Supplied text:

_ _ _ _ _ _ _

Opinion
January 29, 1957.
Appeal from the Supreme Court, Bronx County, FELIX C. BENVENGA, J.
Jacob W. Friedman of counsel ( Irving Schneider, attorney), for appellant.
Arthur S. Friedman and Morton David Goldberg of counsel ( Gallop, Climenko Gould, attorneys), for respondents.
MEMORANDUM BY THE COURT. This is an appeal from an order modifying plaintiff's notice of examination of the defendants before trial. After issue was joined, plaintiff served the notice of examination. A day or two before the date set for the examinations, at the request of defendants' counsel a written stipulation for an adjournment of the examinations was signed. The defendants made no reservation in the stipulation of their right to move to modify or otherwise attack the notice of examination. Some days after the stipulation was entered into and before the adjourned examination dates, the defendants, by order to show cause, sought modification of the notice of examination, asserting the impropriety of certain items contained therein. In opposition to the motion the plaintiff urged that the application be denied upon the ground that the stipulation contained no reservation of the right to make a motion with respect to the invalidity of the notice or the propriety of any item contained therein. Special Term granted the application to modify to the extent of striking out 11 items. We are constrained to reverse the order. By custom and practice, adjournments of examinations before trial, like extensions of time to serve answers, contain or should contain reservation of rights to question the regularity or validity of a notice of examination or of a pleading. It has been held that the failure to reserve the right to move to vacate an order for examination in a stipulation providing for an adjournment is an estoppel and waiver of the right to so move ( Sutphin Realty Co. v. Breinig, 206 App. Div. 713; Schweinburg v. Altman, 131 App. Div. 795). That rule applies with equal force to an application to modify a notice. In reversing the order at Special Term and denying the motion, we do not pass upon the propriety of the items enumerated in the notice of examination. We are precluded from examining these items for the reasons above stated. The order should be unanimously reversed, with $20 costs and disbursements to the appellant, and the motion denied.

_ _ _ _ _ _ _

Revise the court opinion from the words "Appeal from the" through "attorneys), for respondents.", putting "Kings County" wherever "Bronx County" appears.

Dataset records on where objects are located:
_ _ _ _ _ _ _

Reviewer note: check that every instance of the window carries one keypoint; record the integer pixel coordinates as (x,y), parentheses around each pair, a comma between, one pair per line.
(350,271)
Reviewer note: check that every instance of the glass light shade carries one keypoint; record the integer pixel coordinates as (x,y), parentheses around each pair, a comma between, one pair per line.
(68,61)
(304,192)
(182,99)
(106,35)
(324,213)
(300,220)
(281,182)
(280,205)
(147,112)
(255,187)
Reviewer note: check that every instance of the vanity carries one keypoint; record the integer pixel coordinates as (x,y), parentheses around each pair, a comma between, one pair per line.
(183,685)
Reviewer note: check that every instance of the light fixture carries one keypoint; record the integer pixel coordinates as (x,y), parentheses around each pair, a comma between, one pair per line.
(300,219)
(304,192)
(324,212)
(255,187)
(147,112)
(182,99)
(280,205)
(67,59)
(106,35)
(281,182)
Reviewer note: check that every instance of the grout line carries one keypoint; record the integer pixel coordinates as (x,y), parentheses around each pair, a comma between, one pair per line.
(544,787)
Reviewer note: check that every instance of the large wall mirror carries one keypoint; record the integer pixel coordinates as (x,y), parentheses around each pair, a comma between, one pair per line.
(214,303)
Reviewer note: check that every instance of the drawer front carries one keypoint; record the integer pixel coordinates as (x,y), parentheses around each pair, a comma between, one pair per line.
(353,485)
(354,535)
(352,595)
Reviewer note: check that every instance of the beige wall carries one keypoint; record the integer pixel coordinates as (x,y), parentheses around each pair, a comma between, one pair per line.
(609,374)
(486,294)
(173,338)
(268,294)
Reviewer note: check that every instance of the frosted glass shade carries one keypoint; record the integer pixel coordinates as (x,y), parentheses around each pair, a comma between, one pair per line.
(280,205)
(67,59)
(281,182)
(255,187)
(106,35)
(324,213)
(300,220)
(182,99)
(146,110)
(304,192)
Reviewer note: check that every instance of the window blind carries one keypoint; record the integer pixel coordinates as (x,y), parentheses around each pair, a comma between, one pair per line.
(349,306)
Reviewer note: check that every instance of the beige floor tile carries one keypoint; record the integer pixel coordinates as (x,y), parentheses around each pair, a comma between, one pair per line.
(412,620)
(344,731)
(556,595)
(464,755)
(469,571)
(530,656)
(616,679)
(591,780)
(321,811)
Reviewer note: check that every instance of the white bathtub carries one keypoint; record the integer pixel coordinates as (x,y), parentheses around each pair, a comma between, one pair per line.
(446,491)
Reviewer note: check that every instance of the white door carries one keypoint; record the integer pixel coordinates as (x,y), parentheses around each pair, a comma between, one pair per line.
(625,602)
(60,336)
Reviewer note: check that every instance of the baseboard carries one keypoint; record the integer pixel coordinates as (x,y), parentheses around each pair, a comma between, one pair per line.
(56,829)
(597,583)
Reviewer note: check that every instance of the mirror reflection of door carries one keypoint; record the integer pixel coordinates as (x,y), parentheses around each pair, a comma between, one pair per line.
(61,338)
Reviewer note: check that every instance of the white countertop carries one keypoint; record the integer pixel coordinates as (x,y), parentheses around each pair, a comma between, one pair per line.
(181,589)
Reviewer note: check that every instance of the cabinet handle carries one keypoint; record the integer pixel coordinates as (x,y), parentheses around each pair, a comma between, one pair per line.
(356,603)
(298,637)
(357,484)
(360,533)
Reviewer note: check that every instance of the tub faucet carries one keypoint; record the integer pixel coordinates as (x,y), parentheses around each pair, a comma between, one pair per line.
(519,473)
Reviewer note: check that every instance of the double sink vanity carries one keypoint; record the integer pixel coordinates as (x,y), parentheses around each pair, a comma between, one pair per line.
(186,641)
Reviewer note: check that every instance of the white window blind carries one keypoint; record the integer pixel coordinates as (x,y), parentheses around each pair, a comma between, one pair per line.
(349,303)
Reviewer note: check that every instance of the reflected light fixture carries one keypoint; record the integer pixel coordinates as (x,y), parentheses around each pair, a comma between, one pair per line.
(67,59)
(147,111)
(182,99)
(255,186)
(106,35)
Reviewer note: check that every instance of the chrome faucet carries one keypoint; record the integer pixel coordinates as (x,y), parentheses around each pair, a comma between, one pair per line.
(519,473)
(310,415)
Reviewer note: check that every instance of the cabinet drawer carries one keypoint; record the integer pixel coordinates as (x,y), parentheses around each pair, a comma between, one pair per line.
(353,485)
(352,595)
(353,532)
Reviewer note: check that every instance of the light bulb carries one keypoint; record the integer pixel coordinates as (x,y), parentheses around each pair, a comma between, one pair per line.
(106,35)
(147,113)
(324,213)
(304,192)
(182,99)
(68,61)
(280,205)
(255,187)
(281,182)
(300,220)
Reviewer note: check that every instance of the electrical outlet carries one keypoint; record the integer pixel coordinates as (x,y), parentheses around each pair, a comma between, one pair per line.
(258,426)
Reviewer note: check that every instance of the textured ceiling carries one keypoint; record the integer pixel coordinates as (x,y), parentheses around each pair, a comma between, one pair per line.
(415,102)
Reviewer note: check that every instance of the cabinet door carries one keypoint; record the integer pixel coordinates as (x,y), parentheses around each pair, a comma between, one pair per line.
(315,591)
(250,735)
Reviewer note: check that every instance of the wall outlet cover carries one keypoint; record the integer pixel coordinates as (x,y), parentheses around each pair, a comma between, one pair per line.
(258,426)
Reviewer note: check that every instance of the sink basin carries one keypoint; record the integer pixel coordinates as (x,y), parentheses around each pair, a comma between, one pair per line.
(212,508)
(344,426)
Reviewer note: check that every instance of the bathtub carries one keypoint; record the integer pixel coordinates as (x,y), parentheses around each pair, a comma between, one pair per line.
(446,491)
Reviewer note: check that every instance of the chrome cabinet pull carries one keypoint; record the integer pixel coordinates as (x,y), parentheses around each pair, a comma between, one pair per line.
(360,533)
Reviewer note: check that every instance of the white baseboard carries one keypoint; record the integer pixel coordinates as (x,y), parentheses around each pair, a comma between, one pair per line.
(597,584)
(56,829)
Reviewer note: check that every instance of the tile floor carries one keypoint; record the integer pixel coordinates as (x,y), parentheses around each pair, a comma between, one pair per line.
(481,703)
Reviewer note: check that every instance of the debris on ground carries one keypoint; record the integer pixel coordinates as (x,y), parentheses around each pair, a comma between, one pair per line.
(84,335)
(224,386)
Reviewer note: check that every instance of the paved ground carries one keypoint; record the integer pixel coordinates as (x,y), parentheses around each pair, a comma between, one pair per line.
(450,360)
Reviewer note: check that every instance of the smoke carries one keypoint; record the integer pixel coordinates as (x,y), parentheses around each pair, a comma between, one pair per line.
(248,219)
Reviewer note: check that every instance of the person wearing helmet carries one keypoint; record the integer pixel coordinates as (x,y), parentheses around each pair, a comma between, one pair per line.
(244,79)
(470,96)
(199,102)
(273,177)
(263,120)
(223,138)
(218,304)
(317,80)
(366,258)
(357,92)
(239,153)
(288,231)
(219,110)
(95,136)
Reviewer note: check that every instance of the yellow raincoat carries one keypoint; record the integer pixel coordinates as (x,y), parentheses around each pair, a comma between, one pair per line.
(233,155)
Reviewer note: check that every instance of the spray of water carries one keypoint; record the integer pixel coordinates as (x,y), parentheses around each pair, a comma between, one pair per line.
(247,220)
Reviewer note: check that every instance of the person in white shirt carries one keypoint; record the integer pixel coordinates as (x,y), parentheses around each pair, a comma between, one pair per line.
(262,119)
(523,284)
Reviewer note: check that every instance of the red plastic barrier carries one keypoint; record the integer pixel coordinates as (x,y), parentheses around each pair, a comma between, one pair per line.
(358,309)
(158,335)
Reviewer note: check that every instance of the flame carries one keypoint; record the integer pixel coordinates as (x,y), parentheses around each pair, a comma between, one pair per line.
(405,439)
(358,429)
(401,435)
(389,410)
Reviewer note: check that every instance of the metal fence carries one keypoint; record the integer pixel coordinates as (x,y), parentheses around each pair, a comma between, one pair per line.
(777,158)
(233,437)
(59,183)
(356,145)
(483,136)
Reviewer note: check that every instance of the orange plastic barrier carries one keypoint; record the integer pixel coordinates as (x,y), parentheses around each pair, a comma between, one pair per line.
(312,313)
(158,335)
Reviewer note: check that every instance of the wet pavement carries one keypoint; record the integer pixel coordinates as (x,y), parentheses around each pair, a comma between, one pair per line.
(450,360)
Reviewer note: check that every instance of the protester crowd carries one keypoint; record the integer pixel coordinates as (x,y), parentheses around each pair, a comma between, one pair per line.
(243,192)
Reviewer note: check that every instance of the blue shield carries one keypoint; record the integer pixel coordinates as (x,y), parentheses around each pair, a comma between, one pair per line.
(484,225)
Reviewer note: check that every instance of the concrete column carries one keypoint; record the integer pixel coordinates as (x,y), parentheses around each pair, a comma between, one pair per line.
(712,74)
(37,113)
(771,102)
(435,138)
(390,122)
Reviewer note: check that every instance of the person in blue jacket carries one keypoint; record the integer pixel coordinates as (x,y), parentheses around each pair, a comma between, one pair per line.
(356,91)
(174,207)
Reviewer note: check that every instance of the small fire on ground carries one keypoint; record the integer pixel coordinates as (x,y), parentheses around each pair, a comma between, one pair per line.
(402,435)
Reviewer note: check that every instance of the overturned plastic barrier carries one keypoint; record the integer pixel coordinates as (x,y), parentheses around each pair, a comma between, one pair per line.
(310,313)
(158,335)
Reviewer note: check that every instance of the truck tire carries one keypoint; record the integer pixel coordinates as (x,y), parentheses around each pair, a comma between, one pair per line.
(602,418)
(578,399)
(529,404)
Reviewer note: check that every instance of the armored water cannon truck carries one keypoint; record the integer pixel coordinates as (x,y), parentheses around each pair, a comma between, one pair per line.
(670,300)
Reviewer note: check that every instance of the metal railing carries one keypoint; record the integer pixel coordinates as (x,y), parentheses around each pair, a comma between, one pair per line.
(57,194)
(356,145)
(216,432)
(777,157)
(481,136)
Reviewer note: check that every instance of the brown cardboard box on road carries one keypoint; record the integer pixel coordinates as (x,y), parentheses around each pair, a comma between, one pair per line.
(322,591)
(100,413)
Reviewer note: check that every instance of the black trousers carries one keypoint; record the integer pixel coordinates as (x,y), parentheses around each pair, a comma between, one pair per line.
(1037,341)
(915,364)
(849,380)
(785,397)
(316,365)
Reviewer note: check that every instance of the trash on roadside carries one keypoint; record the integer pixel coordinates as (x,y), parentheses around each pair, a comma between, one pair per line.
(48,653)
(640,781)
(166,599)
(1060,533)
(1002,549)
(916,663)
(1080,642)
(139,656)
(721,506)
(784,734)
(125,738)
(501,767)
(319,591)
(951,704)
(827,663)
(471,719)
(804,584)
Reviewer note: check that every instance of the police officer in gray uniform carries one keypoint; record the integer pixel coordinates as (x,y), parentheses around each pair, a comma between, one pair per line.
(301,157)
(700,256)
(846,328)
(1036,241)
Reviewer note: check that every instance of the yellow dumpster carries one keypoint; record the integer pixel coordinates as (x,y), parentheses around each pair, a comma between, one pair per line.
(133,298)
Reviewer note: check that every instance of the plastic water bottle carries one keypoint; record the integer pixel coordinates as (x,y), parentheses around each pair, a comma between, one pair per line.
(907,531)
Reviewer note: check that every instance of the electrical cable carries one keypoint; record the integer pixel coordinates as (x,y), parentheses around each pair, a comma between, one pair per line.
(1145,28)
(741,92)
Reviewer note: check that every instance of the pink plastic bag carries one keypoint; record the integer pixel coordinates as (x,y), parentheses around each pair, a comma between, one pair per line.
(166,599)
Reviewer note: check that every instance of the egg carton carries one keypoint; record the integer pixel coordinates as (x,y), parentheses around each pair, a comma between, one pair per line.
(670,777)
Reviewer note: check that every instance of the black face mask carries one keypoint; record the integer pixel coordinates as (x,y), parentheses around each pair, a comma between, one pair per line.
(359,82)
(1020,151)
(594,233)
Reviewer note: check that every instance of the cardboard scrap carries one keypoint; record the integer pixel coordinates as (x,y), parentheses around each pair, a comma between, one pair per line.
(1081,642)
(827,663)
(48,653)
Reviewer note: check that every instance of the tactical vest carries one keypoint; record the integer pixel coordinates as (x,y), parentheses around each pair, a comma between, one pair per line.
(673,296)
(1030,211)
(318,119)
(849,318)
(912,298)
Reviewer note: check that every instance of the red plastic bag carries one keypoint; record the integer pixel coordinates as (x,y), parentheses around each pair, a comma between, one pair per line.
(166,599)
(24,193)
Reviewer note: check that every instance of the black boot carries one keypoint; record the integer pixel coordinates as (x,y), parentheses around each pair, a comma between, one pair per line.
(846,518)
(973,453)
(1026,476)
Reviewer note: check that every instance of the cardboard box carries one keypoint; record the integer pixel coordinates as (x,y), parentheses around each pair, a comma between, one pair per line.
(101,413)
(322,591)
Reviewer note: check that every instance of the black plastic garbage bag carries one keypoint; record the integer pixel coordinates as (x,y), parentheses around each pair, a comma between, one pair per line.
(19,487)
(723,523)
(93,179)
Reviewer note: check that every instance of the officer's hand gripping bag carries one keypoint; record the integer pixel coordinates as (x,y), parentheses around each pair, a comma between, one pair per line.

_ _ _ _ _ _ _

Complete response:
Appeal from the Supreme Court, Kings County, FELIX C. BENVENGA, J.
Jacob W. Friedman of counsel ( Irving Schneider, attorney), for appellant.
Arthur S. Friedman and Morton David Goldberg of counsel ( Gallop, Climenko Gould, attorneys), for respondents.